Stored entries
::::
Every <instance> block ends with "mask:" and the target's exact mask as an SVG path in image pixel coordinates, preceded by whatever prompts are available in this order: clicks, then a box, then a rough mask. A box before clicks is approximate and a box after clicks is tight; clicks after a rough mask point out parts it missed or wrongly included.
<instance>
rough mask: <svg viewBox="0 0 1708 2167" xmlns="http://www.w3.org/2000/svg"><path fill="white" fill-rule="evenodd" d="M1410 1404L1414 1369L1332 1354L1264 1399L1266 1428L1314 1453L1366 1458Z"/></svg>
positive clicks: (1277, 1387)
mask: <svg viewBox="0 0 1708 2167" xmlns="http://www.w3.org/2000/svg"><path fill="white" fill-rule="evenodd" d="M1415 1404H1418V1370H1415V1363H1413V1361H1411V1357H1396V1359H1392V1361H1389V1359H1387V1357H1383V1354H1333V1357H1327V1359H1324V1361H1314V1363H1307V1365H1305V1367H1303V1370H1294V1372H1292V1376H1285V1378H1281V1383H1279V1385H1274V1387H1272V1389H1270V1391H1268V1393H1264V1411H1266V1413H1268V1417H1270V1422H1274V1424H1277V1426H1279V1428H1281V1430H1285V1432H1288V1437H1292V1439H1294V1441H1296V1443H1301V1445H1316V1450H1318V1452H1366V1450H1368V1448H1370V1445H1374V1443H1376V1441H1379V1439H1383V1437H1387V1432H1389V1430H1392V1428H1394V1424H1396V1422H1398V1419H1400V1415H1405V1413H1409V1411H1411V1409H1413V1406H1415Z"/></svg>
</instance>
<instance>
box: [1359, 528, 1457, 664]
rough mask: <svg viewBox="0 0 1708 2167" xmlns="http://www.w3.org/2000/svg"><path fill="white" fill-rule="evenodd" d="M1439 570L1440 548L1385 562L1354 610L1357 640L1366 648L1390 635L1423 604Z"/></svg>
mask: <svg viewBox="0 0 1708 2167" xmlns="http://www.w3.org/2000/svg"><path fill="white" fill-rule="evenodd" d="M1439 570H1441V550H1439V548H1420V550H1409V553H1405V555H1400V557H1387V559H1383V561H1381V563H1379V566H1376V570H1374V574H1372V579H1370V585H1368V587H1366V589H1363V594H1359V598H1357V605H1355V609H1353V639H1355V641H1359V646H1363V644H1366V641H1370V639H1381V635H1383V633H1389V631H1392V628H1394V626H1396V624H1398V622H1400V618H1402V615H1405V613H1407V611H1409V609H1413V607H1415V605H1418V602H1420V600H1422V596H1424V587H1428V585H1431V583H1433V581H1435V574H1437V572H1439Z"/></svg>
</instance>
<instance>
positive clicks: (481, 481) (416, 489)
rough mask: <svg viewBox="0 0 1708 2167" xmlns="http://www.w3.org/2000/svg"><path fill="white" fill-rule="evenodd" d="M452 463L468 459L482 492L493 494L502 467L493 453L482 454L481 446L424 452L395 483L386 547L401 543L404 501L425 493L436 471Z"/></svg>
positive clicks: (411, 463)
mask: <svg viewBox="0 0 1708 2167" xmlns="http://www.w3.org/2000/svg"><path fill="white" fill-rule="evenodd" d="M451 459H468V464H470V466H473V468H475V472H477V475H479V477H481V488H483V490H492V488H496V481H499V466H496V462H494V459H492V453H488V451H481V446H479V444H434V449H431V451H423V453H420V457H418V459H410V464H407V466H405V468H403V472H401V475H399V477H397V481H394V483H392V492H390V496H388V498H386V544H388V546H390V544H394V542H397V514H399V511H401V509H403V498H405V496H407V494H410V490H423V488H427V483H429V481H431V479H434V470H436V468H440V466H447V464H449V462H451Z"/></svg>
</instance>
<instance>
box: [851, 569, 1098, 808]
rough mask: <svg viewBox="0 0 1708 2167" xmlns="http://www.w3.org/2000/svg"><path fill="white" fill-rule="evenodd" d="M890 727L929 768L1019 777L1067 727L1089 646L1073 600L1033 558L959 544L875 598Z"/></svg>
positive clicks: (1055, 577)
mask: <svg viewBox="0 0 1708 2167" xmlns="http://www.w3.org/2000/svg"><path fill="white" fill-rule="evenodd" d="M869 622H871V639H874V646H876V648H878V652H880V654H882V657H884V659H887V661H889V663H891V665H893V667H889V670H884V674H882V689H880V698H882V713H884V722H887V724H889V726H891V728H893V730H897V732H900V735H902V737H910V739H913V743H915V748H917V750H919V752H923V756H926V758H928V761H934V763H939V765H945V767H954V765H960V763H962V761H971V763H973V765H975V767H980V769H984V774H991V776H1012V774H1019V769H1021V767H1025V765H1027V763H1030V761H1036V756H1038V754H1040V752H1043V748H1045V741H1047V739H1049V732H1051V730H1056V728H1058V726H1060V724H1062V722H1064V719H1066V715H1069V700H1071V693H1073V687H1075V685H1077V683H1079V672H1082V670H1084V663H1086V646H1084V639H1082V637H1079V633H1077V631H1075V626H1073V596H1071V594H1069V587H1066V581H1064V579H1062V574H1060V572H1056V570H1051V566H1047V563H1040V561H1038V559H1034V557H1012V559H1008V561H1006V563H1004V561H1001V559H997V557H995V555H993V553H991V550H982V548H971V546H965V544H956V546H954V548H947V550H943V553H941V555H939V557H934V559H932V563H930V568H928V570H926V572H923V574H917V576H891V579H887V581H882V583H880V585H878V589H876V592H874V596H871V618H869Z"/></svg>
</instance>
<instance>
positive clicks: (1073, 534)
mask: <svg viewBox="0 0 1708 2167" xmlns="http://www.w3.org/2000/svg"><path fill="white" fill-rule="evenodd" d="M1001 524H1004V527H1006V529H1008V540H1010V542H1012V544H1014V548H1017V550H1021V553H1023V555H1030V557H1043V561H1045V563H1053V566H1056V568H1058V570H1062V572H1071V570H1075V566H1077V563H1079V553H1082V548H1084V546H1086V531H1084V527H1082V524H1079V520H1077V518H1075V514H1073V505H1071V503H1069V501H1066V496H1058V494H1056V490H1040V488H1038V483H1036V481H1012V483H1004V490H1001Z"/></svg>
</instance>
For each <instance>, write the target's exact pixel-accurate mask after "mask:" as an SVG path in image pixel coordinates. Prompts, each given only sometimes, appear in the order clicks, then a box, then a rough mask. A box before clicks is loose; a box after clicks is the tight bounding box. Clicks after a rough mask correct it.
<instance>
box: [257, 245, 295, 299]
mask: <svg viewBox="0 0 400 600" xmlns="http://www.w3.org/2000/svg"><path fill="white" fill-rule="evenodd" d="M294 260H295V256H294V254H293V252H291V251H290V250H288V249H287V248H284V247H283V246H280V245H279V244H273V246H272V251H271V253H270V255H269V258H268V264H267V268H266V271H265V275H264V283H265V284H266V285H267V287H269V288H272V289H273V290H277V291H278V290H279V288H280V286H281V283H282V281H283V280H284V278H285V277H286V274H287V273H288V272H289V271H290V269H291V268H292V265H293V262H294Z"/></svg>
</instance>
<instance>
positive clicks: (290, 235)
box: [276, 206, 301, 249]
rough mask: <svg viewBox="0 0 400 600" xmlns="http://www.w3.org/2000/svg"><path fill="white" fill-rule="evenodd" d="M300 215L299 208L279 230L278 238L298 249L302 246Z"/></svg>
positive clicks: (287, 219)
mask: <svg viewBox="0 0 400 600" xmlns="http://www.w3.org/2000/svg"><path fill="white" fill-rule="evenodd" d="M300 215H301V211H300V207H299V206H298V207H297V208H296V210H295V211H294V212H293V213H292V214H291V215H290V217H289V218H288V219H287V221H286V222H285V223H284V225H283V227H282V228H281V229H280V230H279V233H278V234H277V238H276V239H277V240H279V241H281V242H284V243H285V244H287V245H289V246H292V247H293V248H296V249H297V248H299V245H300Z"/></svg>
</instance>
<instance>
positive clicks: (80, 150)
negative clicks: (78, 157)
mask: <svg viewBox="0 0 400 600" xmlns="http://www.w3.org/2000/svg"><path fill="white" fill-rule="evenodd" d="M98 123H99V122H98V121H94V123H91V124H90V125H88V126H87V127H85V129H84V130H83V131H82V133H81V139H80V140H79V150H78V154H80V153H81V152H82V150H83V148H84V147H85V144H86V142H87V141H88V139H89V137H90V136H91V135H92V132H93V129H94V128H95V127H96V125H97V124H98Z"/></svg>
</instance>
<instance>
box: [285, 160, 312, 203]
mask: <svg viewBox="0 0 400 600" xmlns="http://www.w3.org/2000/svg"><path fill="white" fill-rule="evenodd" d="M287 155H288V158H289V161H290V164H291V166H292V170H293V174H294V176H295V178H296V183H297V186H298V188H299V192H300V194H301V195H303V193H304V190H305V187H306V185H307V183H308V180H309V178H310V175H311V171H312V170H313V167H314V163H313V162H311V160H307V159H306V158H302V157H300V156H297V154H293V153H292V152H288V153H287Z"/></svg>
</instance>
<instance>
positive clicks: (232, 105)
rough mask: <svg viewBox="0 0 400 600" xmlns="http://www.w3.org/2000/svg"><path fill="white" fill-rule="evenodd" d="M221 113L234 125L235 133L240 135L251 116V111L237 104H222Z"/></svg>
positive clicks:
::::
**Work request**
Rewrite the lines starting at the first line and ending at the line that contains "positive clicks: (1277, 1387)", putting "coarse mask" in place of "rough mask" and leaving everything else unchanged.

**Response**
Every <instance> block ends with "mask:" and the target's exact mask as an SVG path in image pixel coordinates, preceded by whatever prompts are available in this order: clicks, then a box, then a coarse mask. A box before clicks is approximate and a box after clicks is tight; clicks after a coarse mask point out parts it missed or wrongly included.
<instance>
coarse mask: <svg viewBox="0 0 1708 2167" xmlns="http://www.w3.org/2000/svg"><path fill="white" fill-rule="evenodd" d="M1410 1404L1414 1369L1332 1354L1264 1399L1266 1428L1314 1453L1366 1458Z"/></svg>
positive clicks: (1277, 1387)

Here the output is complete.